In another section – Hitoshichi no Dan – three of the five kata have names unique to Araki-ryu gunyo-kogusoku. The second kata name, however, uses different characters to name the a mainline kata - Kanken no nesame. The third kata in the gunyo-kogusoku set is Fukai no Shinshitsu. It is only in Kozuke that these two kata is in the Hitoshichi set. In every other Araki-ryu faction, they were included in the Hoben no Dan, further evidence of a Joshu/gunyo-kogusoku connection.
Right in the middle of the curriculum, surprisingly, are two sets: Sankyoku and Happo no Dan. In every other line, these two sets are invariably the very first sets in Araki-ryu Torite-Kogusoku.
Following this is Bakken no Dan, which, in most arrangements, usually comes after Hitoshichi no Dan. Only one of the names, Chidori, is the same. The other kata – totaling only three - are different.
The overlap of kata names is too wide for there to have been anything less but a significant exchange of information. It is notable that there is, at least here, no mention of the Araki-ryu’s gokui kata.
Another surprising link between Araki-ryu gunyo-kogusoku and Kozuke Araki-ryu is that three of the most characteristic weapons of the latter: the nagamaki, the chigiriki and the kusarigama are also included in the curriculum of former. As the chained weapons, in particular, are otherwise unique to Kozuke Araki-ryu, this further suggests a connection.
According to Araki-ryu gunyo-kogusoku lore, the chained weapons were incorporated into the ryu by Akabane Kazumata. Furthermore, the oldest makimono in the possession of the Araki-ryu gunyo-kogusoku is that of Akabane, from the early 1800’s, and it does include tachi, iai, bo, nagamaki, kusarigama, chigiriki, nawa and torite. As outlined above, this is so remarkably close to that of Kozuke Araki-ryu that it is hard to imagine any other explanation than that Akabane established a relationship with one or more shihan of either the Kozuke Araki-ryu or a similar Araki-ryu line in Bushu (several lines of Bushu Araki-ryu are known - but we do not yet know what their curriculum was).

================

**Stated goal 1**
Write out the Araki-ryu text word for word, from "In another section" up to and including "- are different.".
**Stated goal 2**
Pick up the Araki-ryu text after its last sentence and keep writing it.

**Stored data**
================

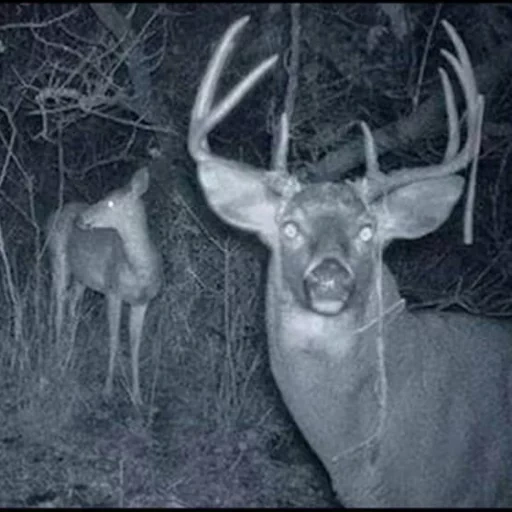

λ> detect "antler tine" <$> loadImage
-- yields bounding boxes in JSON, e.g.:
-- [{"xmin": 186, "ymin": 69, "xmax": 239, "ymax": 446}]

================

**Written response 1**
In another section – Hitoshichi no Dan – three of the five kata have names unique to Araki-ryu gunyo-kogusoku. The second kata name, however, uses different characters to name the a mainline kata - Kanken no nesame. The third kata in the gunyo-kogusoku set is Fukai no Shinshitsu. It is only in Kozuke that these two kata is in the Hitoshichi set. In every other Araki-ryu faction, they were included in the Hoben no Dan, further evidence of a Joshu/gunyo-kogusoku connection.
Right in the middle of the curriculum, surprisingly, are two sets: Sankyoku and Happo no Dan. In every other line, these two sets are invariably the very first sets in Araki-ryu Torite-Kogusoku.
Following this is Bakken no Dan, which, in most arrangements, usually comes after Hitoshichi no Dan. Only one of the names, Chidori, is the same. The other kata – totaling only three - are different.

**Written response 2**
Speculative Theories of the Origins of the Ryu of Araki Buzaemon
Based on the timeline and speculative history we have outlined, it would make complete sense if Araki Buzaemon would have named his ryu Araki Shin-ryu. Forty or fifty years after Araki Muninsai or his successors established Araki-ryu, Buzaemon would be stating that he was creating a 'new' Araki-ryu.
It is my theory that Akabane Kazumata was already an expert at Araki Shin-ryu, and even had successor students. It is likely that he had even licensed some of them. I believe that he made a relatively short trip to another area of Bushu or even to Kozuke (Gumma), and audited or formally studied with a practitioner of Kozuke Araki-ryu.
If I am correct, this would authenticate the practice of nagamaki, chigiriki and kusarigama weapons within Kozuke Araki-ryu back to the early 1800’s, further back than any formal documents within Kozuke. The 'sixth/eighth' generation headmaster of Araki-ryu gunyo-kogusoku, Matsuo Sakuzaemon Yasunobu owned a sleeved Chigiriki, easily over 120 years old, which is still in the Matsuo family’s possession. Given that Kozuke uses a chigiriki with a simple swivel, rather than the sleeved version used by Araki-ryu gunyo-kogusoku, it is possible that Akabane learned the simpler weapon, and a later shihan converted to the sleeved form of the weapon, which was subsequently developed in the Bakamatsu-period by the Kiraku-ryu, also of Kozuke. In other words, such cross-training may not have been a one-time event.
The nagamaki of the Araki-ryu Gunyo Kogusoku, is of a different morphology than that of Kozuke Araki-ryu, using the 'sword-like' form, with a four shaku ovoid shaft and a blade about two shaku, seven sun. Kozuke Araki-ryu uses what could also be termed an o-naginata, similar to that of Kashima Shinto-ryu. The kata are totally different.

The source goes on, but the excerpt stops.